This is the combined temperature moisture probe. It's an Adafruit special, which means I can start there for learning more. The datasheet is of course another good source. The two important bits from the Adafruit page are these two pieces of information:

  • Good for 0-100% humidity readings with 2-5% accuracy
  • Good for -40 to 80°C temperature readings ±0.5°C accuracy

A responses range of 0% to 100% humidity means that it's OK to put a DHT22 pretty much anyplace other than a rainforest. A rainforest, and anyplace else extraordinarily wet is a no go because checking the datasheet that's 100% Relative Humidity (RH). (See this for a bit more about humidity. Effectively once the air is super-saturated for the temperature we're over 100% RH and so the sensor won't be very happy.

Some good news is that the data sheet says this:

  • Calibrated digital signal
  • Fully interchangeable

Nominally then every sensor is identical and should give the same reading given identical conditions. In practice this is very rarely the case. We know this for sure given the "2-5%" accuracy claim. Reading the datasheet again, this comes across as typically ±2% accuracy, with a maximum of ±5%. In most cases then the reading should be fairly accurate. Because the sensor is digital, there's also no need to take into account anything in the circuit, so we don't need to do anything to the values produced by the software.

= = = =

**What is asked:**
**a.** Give the stretch from "A responses range" through "be very happy." of the probe text again, replacing "rainforest" with "swamp".
**b.** Answer these questions about the probe text:
(i) What temperature range can the probe read?
(ii) According to the datasheet, what is the typical humidity accuracy, and what is the maximum?
(iii) Why is there no need to adjust the values produced by the software?

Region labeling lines

= = = =

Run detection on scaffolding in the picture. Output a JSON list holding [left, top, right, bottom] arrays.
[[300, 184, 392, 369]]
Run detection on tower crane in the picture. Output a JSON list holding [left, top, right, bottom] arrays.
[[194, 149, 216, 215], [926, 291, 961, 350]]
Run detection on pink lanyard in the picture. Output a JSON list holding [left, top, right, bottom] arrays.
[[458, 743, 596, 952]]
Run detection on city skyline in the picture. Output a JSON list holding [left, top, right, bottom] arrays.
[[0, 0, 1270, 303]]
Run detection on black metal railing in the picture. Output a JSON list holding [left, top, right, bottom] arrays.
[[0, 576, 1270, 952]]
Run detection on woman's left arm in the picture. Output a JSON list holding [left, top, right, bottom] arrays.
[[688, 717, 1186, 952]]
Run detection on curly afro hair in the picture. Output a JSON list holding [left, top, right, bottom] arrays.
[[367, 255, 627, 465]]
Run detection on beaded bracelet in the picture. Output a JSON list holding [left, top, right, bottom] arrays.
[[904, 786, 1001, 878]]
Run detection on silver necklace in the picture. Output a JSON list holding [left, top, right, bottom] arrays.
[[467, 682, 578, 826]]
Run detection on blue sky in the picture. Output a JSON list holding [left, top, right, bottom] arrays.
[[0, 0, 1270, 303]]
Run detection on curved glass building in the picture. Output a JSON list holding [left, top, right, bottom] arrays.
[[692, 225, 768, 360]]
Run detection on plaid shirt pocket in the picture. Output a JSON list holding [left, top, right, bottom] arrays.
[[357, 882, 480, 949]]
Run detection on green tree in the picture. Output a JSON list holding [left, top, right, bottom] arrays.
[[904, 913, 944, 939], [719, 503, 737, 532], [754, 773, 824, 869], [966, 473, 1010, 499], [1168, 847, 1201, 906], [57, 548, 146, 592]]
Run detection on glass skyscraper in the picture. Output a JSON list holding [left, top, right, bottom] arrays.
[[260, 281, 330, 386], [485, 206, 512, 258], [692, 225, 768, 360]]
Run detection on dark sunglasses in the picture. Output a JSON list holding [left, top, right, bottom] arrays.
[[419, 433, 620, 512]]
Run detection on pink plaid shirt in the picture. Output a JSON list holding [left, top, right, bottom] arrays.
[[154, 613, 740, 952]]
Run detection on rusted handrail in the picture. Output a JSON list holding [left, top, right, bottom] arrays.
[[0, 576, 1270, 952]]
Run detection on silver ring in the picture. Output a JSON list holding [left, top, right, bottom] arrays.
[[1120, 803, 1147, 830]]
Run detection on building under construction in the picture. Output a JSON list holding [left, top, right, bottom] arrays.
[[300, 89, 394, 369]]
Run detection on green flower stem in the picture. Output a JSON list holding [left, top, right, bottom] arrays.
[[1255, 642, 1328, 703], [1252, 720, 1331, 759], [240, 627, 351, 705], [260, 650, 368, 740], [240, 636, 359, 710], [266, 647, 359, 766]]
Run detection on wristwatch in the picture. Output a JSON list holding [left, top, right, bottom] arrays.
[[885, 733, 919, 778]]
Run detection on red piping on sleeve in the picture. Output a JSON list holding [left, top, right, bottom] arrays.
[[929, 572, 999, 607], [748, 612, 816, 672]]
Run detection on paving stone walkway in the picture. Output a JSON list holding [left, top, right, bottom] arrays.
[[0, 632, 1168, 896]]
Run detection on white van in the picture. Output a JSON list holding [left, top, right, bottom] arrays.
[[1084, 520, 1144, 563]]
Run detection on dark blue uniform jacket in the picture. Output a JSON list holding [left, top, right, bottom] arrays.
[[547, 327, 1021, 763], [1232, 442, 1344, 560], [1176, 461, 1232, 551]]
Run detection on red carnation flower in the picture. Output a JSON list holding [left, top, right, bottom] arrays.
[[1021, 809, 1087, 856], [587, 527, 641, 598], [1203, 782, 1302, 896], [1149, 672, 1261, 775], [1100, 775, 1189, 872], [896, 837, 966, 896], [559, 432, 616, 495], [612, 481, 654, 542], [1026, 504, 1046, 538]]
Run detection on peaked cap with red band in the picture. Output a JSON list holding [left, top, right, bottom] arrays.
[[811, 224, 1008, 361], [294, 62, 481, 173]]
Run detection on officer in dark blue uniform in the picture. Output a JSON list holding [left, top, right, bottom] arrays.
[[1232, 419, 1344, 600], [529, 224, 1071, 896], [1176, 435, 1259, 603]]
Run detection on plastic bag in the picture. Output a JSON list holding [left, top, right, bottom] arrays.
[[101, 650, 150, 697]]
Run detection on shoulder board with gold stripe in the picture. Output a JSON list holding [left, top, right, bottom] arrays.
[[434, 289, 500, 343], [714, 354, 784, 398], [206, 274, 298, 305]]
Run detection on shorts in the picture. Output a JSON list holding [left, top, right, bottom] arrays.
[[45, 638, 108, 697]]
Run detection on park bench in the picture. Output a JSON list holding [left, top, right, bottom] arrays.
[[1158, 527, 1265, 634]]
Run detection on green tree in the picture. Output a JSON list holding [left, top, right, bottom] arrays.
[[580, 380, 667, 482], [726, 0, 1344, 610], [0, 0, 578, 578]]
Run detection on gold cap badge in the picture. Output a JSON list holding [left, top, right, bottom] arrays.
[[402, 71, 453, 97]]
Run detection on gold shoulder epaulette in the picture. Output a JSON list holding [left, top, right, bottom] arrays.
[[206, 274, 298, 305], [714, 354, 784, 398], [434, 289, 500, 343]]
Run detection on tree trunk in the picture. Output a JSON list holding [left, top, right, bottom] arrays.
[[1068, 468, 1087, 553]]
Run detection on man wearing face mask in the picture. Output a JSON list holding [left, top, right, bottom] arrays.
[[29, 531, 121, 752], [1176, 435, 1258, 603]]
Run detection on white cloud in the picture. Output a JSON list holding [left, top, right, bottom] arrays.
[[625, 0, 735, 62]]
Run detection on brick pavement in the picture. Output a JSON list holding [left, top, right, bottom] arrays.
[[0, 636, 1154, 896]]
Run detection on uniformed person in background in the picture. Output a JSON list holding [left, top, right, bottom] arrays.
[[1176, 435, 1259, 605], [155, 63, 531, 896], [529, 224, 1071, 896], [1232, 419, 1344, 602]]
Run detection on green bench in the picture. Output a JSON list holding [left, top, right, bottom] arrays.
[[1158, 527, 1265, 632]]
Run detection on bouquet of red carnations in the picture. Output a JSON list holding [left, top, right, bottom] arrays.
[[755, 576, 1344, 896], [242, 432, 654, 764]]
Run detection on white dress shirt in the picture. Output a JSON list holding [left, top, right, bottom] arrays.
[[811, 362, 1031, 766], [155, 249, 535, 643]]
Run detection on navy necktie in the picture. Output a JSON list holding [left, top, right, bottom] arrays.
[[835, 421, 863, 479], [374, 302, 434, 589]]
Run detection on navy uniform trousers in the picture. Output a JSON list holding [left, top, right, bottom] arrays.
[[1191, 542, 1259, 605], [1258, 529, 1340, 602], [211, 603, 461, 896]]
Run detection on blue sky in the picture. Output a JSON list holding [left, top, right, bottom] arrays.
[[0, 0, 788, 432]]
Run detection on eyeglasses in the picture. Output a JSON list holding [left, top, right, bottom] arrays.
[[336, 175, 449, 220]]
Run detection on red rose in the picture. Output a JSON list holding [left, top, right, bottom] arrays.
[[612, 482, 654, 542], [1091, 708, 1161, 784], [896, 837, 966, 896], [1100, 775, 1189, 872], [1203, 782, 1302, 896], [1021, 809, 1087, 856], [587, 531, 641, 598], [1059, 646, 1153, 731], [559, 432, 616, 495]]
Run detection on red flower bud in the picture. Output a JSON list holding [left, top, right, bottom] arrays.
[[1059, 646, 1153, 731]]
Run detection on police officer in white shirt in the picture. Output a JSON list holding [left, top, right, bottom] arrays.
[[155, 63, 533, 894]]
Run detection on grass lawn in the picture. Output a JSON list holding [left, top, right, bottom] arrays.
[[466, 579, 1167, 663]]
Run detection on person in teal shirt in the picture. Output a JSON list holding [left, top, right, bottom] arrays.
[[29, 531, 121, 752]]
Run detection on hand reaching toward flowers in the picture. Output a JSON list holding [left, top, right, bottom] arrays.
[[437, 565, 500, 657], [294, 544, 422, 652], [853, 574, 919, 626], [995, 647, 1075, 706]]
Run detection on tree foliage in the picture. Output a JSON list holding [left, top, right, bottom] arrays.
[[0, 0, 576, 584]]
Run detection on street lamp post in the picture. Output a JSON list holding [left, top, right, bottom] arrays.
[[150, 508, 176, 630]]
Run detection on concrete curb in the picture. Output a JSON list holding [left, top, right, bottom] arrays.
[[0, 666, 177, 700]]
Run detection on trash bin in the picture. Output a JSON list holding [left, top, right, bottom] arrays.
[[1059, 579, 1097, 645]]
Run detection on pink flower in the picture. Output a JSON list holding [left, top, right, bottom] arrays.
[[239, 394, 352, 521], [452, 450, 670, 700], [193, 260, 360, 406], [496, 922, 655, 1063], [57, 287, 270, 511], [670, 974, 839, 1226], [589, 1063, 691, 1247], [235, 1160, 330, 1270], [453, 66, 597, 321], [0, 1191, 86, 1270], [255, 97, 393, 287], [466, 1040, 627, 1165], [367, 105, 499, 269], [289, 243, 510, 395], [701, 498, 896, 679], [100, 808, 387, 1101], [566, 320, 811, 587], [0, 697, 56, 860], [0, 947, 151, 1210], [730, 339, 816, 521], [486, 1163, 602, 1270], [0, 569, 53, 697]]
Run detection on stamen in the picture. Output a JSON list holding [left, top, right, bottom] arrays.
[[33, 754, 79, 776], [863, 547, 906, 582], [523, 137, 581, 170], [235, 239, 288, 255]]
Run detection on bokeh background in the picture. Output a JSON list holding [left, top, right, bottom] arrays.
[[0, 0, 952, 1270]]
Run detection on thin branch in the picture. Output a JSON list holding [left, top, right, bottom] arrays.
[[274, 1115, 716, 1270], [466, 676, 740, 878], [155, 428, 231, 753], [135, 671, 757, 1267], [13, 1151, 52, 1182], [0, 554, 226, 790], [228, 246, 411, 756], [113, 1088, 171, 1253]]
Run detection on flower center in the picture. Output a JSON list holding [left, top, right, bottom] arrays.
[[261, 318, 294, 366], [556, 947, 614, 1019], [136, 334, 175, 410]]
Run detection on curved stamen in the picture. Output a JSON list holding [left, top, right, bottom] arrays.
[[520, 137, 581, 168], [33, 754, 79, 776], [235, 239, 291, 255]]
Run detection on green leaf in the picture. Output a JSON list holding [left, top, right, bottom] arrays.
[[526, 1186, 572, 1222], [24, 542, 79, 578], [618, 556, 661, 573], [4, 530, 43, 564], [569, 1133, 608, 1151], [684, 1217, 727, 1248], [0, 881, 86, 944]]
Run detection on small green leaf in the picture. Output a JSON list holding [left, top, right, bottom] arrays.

= = = =

**Solutions:**
**a.**
A responses range of 0% to 100% humidity means that it's OK to put a DHT22 pretty much anyplace other than a swamp. A swamp, and anyplace else extraordinarily wet is a no go because checking the datasheet that's 100% Relative Humidity (RH). (See this for a bit more about humidity. Effectively once the air is super-saturated for the temperature we're over 100% RH and so the sensor won't be very happy.

**b.**
(i) -40 to 80°C.
(ii) Typically ±2%, with a maximum of ±5%.
(iii) Because the sensor is digital, so nothing in the circuit needs to be taken into account.